→ Set of tasks
• 1. In the text on moving tree nodes, which function replaces the empty child node with the desired child node and its children?
• 2. Which header files does the code in the text on moving tree nodes include?

→ Page text
--
It took some time but I think I found an - at least feasible and more or less robust - answer.

I first append an empty child node to the desired new parent. Then I use ::move_ontop() to make my desired child node (plus its children) the replacement for the empty child node from the previous step.

So my example from above now looks like this (to test whether all chilren are correctly being moved as well, I introduced an additional child node C1 as child to C):

#include <iostream>
#include <string>
#include "tree.hh"
#include "tree_util.hh"

void print_tree(const tree<std::string>& tr)
{
    tree<std::string>::pre_order_iterator it = tr.begin();
    tree<std::string>::pre_order_iterator end = tr.end();
    if (!tr.is_valid(it)) return;
    int rootdepth = tr.depth(it);
    std::cout << "-----" << std::endl;
    while (it != end) {
        for (int i = 0; i<tr.depth(it) - rootdepth; ++i)
--
→ Given material
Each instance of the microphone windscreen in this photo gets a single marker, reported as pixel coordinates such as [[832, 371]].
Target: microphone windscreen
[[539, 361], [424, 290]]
--
→ Answers to the problems
• 1. ::move_ontop()

• 2. iostream, string, tree.hh, tree_util.hh